▸ **DOCUMENT SEGMENT**

————

IBM System/360 Model 25. Photo from IBM.

IBM System/360 Model 25. Photo from IBM.

IBM System/360 Model 40

The Model 40 was a popular midrange model, more powerful than the Model 30. It typically rented for about $9,000-$17,000 per month and brought IBM over a billion dollars in revenue by 1972. For improved performance, the Model 40 used a two-byte datapath (unlike the Model 30, which handled data one byte at a time)

IBM System/360 Model 40. Photo by Daderot.

IBM System/360 Model 40. Photo by Daderot.

In the photo above, you can see that the Model 40 console is considerably more complex than the Model 30 console, reflecting the increased internal complexity of the system. Like the other models, it had three hex dials in the lower right to boot the system. But instead of hex dials for address and data entry, the Model 40 had rows of toggle switches: one for the address and one for the data.

To keep the number of lights manageable, the Model 40 used two "rollers" that allowed each row of lights to display eight different functions. Each roller had an 8-position knob on the right side of the console, allowing a particular register or display to be selected. The knob physically rotated the legend above the lights to show the meaning of each light for the selected function.

Multi-function rollers on the S/360 Model 40 allowed more data to be displayed on the console.

Multi-function rollers on the S/360 Model 40 allowed more data to be displayed on the console.

IBM System/360 Model 44

IBM's competitors in the scientific computing market offered cheaper but faster systems designed specifically for numerical computing. IBM created the Model 44 to address this gap, giving it faster floating point and data acquisition instructions while dropping business-oriented instructions (decimal arithmetic and variable field length instructions).3 These changes made the Model 44 somewhat incompatible with the rest of the S/360 line, but it was 30 to 60 percent faster than the more-expensive Model 50 on suitable workloads. Despite the improved performance, the Model 44 met with limited customer success.

IBM System/360 Model 44 control panel.

IBM System/360 Model 44 control panel.

The Model 44's console was superficially similar to the Model 40's, with toggle switches and two roller knobs, but on the Model 44, one of the rollers changed the function of the toggle switches. The two models were entirely different internally; for higher performance, the Model 44 used a hard-wired control system instead of microcode. It also used a four-byte datapath, moving data twice as fast as the Model 40, so it has had twice as many lights and switches in each row on the console (32 data bits + 4 parity bits).12

One unusual feature of the Model 44's console was a rotary knob (bottom knob on the left) to select floating point precision; reducing the precision increased speed. Another feature unique to the Model 44 was a disk drive built into the side of the computer. The removable disk cartridge held about 1 megabyte of data. The buttons in the lower left of the console controlled the disk drive.

————

▸ **TASK INPUTS**
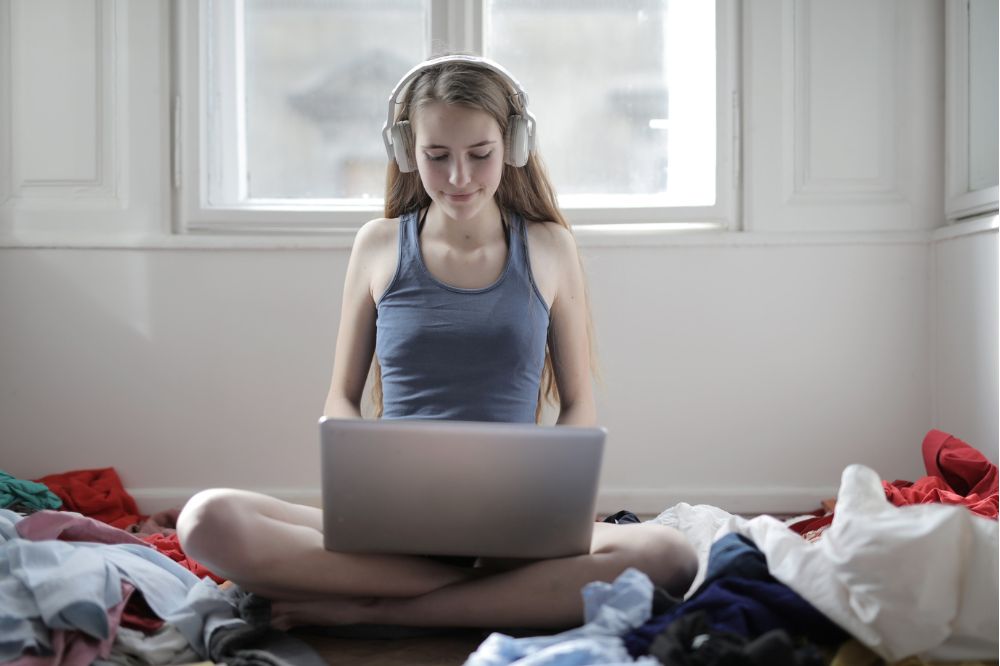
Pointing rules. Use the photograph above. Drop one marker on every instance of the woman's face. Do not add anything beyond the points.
(459, 157)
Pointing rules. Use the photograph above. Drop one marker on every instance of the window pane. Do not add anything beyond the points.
(624, 93)
(318, 74)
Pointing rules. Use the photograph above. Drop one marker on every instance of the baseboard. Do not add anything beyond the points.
(644, 501)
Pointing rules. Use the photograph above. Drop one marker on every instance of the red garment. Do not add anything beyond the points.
(171, 547)
(957, 474)
(97, 493)
(811, 529)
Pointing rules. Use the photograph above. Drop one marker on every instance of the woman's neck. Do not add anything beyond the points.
(483, 229)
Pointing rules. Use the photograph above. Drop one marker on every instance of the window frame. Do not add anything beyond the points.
(461, 26)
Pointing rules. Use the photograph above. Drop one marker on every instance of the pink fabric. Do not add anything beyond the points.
(71, 526)
(74, 648)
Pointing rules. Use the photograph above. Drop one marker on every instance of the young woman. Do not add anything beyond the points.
(470, 296)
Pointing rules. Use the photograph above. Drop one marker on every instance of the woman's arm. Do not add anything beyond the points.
(569, 320)
(356, 333)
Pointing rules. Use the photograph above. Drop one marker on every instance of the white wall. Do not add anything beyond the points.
(743, 369)
(964, 337)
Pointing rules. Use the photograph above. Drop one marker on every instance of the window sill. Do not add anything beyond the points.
(588, 236)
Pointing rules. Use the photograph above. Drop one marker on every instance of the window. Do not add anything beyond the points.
(285, 101)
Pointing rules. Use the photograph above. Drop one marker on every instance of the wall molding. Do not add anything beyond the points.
(805, 186)
(646, 501)
(99, 176)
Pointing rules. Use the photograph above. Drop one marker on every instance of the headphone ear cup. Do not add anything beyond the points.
(402, 146)
(517, 141)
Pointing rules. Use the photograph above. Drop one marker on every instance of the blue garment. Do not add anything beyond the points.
(29, 494)
(610, 610)
(734, 555)
(48, 585)
(461, 354)
(740, 596)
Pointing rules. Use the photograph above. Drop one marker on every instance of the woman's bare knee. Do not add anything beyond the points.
(209, 527)
(660, 552)
(669, 559)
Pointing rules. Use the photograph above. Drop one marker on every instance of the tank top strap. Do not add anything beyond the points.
(409, 238)
(518, 245)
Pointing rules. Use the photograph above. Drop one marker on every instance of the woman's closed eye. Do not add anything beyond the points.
(444, 156)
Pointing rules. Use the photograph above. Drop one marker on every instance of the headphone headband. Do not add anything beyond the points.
(485, 63)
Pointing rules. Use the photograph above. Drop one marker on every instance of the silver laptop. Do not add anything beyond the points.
(459, 488)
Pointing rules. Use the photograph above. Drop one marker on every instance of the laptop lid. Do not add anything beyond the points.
(459, 488)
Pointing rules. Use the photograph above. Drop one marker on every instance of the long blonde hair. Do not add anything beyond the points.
(526, 189)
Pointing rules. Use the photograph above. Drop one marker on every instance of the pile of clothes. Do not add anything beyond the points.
(895, 571)
(114, 586)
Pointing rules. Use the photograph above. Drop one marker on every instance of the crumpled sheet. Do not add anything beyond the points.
(914, 580)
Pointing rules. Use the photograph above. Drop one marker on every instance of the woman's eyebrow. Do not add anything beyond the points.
(475, 145)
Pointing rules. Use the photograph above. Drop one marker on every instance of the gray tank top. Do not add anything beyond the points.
(461, 354)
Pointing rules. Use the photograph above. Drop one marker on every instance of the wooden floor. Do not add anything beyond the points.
(446, 650)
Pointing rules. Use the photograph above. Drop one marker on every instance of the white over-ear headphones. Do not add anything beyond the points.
(519, 141)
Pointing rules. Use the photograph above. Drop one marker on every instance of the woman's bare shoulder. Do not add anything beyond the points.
(377, 234)
(552, 238)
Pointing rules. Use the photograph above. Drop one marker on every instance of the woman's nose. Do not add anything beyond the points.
(459, 172)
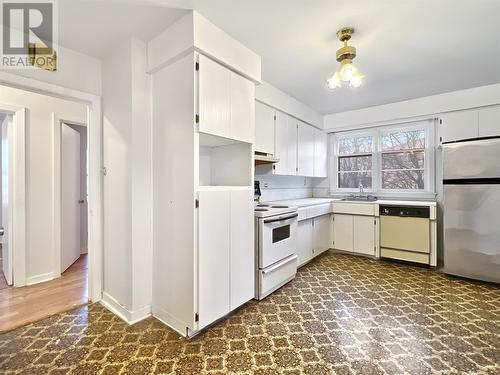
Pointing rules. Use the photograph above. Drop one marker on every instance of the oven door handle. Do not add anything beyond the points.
(279, 265)
(281, 218)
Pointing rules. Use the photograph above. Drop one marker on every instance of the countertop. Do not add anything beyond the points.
(305, 202)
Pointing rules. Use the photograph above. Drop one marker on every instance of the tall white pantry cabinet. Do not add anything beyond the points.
(203, 134)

————

▸ **TASKS AND EXERCISES**
• a. In the System/360 passage, about how much data did the Model 44's removable disk cartridge hold?
• b. Please gather every line of the rows that contains the word "garment".
The System/360 passage and the rows are unrelated material.

▸ **RESULTS BY TASK**
• a. About 1 megabyte.

• b.
Pointing rules. Use the photograph above. Drop one marker on every instance of the red garment. Do not add anything beyond the points.
Pointing rules. Use the photograph above. Drop one marker on every instance of the blue garment. Do not add anything beyond the points.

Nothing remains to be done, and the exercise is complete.